291 – Capability drift and the need to recognise and build sector capabilities

1400 words (10 minutes reading time) by Carole Parkinson

In the previous piece on the capability trap, Colin Weatherby showed how councils get stuck in a cycle of “do more with less” that slowly erodes their ability to deliver safe, reliable services. This piece zooms out. It asks a broader question: what has happened to capability across the local government sector, and why have we barely noticed its drift?

We talk a lot in local government about money, policies, structures and compliance. We almost never talk about capability. Yet capability – especially the ability to implement – is critical for governments.

From the capability trap to sector drift

My argument is blunt. Victorian councils have not really understood the role of capability. Because we don’t name it, measure it or protect it, we’ve quietly allowed some of our most important capabilities to erode – including the basic ability to implement projects and services at scale and on time.
• • • • • • •
● **Stated goal 1**: Update the capability essay starting at "We talk a lot" and ending at "critical for governments.", with "compliance" changed to "regulation".
● **Stated goal 2**: The capability essay names several things that people in local government talk about a lot. List all of them.
● **Stated goal 3**: Pick up the essay on capability drift in Victorian councils after its last sentence and keep writing.
The material that follows isn't needed for anything here.
• • • • • • •
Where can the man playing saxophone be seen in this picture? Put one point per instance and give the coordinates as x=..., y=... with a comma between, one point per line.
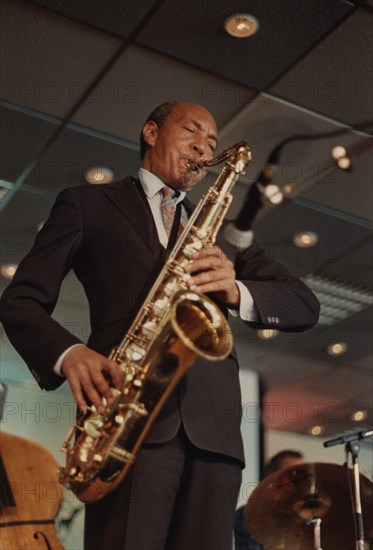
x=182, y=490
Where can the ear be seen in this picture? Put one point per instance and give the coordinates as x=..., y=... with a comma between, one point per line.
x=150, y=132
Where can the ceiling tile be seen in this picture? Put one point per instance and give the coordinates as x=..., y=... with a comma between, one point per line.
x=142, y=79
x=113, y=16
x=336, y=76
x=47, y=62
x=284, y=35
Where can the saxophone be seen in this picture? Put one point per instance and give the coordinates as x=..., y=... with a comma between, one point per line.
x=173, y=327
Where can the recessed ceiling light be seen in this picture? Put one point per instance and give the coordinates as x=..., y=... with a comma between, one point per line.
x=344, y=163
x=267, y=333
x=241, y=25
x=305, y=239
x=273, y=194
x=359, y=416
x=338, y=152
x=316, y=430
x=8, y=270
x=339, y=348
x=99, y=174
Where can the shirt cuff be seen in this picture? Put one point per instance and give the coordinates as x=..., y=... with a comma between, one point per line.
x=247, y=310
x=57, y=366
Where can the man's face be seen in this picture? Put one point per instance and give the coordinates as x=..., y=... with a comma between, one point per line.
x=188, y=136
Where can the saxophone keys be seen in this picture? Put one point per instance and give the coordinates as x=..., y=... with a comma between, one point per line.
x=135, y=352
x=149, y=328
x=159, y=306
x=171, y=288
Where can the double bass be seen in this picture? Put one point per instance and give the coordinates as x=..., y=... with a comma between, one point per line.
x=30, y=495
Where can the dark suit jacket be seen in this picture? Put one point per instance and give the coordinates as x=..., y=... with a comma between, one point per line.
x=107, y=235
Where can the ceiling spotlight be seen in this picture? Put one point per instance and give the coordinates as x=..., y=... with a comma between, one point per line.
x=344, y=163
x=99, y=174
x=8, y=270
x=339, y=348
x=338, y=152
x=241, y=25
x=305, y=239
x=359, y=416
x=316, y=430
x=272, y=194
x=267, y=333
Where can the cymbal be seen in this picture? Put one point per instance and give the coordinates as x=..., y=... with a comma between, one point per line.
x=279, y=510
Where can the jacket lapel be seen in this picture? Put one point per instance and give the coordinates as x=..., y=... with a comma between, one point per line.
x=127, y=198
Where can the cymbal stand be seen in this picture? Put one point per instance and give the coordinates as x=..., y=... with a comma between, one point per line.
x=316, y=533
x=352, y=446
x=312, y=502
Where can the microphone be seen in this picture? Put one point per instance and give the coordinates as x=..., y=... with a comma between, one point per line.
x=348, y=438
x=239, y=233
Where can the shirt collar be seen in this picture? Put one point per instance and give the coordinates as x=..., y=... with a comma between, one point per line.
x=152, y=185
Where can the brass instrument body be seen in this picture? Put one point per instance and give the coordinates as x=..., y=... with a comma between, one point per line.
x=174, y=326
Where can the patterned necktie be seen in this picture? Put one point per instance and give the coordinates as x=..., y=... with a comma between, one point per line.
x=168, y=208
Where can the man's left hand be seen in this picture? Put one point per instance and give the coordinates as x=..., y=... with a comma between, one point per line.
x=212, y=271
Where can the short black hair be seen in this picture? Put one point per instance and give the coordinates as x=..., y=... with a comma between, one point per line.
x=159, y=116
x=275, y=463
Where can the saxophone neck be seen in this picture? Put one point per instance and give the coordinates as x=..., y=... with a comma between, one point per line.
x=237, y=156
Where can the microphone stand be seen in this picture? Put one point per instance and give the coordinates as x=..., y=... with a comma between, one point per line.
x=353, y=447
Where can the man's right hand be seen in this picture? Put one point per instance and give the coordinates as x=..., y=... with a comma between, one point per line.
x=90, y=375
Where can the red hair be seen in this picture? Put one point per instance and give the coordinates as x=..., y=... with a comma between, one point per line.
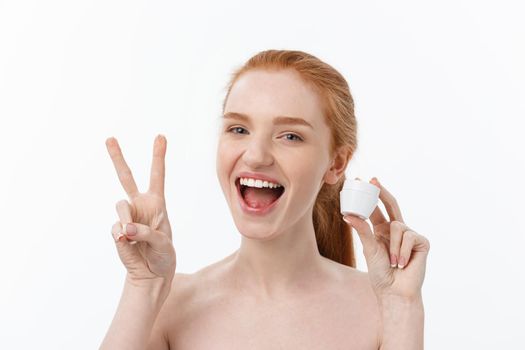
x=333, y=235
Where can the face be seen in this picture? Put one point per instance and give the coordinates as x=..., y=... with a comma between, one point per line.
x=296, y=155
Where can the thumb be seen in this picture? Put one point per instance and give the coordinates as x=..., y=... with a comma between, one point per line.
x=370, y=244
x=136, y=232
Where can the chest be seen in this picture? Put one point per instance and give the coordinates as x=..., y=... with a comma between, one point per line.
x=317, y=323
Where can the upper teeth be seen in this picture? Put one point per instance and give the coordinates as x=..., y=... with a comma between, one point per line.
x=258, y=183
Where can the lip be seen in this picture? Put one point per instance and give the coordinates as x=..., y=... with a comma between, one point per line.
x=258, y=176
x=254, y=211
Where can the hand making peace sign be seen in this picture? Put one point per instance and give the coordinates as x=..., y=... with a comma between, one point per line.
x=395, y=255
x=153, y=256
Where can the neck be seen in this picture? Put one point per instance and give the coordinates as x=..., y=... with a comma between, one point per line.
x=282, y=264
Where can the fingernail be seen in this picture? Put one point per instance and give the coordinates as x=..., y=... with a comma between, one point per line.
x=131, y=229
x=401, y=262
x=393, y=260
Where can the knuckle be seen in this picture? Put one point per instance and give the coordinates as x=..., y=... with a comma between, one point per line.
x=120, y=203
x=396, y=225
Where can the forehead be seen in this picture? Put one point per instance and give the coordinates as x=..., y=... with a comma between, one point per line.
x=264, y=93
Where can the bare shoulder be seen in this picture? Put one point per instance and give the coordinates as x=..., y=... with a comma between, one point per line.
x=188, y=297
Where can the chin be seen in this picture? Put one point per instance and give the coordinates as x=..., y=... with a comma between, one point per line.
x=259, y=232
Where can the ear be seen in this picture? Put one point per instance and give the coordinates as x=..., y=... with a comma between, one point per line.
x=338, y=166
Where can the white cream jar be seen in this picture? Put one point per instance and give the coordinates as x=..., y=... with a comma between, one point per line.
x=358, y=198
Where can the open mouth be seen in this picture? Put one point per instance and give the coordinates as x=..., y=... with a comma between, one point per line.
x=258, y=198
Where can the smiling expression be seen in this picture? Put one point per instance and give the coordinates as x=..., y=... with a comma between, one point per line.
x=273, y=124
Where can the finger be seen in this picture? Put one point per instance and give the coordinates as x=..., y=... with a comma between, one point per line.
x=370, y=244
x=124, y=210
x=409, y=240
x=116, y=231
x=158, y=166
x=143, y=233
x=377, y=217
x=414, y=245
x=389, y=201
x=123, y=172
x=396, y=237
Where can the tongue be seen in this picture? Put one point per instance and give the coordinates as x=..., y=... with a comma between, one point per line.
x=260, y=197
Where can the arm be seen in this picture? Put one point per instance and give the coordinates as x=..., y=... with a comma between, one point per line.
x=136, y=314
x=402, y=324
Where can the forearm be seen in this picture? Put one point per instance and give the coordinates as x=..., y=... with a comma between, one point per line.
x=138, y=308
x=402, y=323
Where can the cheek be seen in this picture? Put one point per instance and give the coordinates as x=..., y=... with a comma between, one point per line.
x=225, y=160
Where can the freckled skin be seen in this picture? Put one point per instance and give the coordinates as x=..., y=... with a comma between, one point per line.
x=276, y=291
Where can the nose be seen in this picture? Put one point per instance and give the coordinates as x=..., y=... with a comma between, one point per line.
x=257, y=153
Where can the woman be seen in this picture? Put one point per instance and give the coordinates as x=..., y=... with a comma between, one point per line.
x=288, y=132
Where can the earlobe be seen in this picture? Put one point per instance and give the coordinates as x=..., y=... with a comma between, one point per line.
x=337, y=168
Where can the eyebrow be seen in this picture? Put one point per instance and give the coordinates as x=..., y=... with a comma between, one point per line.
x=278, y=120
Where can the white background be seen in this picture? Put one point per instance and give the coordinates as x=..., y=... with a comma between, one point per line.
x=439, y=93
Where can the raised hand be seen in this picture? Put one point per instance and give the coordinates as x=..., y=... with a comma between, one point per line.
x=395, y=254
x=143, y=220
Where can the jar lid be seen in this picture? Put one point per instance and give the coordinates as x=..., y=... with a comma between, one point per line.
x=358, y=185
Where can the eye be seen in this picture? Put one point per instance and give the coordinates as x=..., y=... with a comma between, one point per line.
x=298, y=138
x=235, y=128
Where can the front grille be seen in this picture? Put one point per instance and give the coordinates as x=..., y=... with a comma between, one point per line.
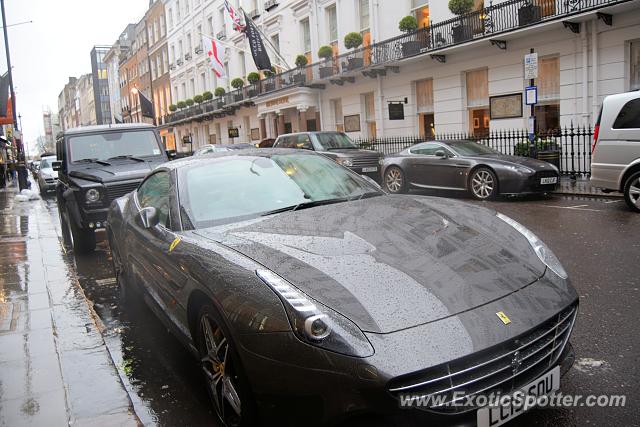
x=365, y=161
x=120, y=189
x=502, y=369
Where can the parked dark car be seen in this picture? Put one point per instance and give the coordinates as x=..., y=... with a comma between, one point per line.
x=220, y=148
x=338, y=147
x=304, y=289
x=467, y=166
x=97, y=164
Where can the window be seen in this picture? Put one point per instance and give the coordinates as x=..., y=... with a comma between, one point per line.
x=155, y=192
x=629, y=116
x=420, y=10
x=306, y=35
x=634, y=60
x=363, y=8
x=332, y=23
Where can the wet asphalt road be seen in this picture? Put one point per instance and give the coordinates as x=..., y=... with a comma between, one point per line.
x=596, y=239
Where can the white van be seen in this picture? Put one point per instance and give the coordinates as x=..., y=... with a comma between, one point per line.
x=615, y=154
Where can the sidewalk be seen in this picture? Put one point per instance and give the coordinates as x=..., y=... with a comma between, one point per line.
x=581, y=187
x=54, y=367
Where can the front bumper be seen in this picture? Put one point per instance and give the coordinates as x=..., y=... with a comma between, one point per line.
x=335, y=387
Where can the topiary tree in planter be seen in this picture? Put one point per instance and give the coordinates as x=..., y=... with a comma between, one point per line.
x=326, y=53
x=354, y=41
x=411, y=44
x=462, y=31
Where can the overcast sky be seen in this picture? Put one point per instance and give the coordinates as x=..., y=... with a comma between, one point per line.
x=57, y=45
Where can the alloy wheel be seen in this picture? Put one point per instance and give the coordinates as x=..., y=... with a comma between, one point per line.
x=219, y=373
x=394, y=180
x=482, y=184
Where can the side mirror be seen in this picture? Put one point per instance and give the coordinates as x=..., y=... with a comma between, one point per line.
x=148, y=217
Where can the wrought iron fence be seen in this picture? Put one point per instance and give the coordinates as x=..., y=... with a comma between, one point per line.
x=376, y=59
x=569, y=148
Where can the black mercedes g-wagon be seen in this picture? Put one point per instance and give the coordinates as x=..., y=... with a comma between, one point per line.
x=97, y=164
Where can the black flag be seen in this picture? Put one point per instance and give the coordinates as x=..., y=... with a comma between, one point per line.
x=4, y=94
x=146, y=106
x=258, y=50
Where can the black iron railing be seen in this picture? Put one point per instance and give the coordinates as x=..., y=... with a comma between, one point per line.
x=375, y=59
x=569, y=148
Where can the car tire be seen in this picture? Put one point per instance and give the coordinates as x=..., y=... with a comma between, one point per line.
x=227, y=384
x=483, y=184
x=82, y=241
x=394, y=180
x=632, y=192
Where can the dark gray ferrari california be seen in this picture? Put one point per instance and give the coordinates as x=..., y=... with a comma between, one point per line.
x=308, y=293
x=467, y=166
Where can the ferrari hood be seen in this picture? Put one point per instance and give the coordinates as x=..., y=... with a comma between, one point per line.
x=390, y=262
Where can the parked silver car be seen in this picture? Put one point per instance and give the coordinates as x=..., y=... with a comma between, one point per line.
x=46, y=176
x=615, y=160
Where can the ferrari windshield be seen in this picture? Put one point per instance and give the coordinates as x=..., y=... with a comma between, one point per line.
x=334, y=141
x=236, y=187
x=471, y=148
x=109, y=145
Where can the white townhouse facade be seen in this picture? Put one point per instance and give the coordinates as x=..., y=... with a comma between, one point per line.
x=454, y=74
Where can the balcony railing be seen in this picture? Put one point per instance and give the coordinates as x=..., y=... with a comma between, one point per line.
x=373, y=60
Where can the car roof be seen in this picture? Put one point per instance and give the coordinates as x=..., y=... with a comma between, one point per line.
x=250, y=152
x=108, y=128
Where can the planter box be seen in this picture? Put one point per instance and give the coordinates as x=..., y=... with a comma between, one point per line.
• • • • • • •
● **Task answer 1**:
We talk a lot in local government about money, policies, structures and regulation. We almost never talk about capability. Yet capability – especially the ability to implement – is critical for governments.

● **Task answer 2**: money, policies, structures, compliance

● **Task answer 3**:
Weatherby explains what this looks like inside a single council service: years of “do more with less” that undermine preventative work, training and supervision until the capability to deliver collapses. The same pattern is visible across the sector if you look carefully.

Local government doesn’t have a shared understanding of capability. We don’t recognise it or place it on risk or asset registers. We don’t report on it to councillors. We rarely ask, “What capabilities are we creating, maintaining or expending this year?” As a result, vital capabilities can be lost while performance still looks fine – until working harder no longer closes the performance gap.

There was an interesting article in the New York Times on 9 November 2025 (“Mamdani Isn’t the Future of the Democrats. This Guy Is.” by Binyamin Appelbaum) about the Democrats and the tussle between centrist and progressive candidates. Appelbaum says Governor Josh Shapiro is popular because he has shown that government can work and “get shit done”. When a highway collapsed, he reopened it in just 12 days. That is capability in action: not another plan, but a road people can drive on again.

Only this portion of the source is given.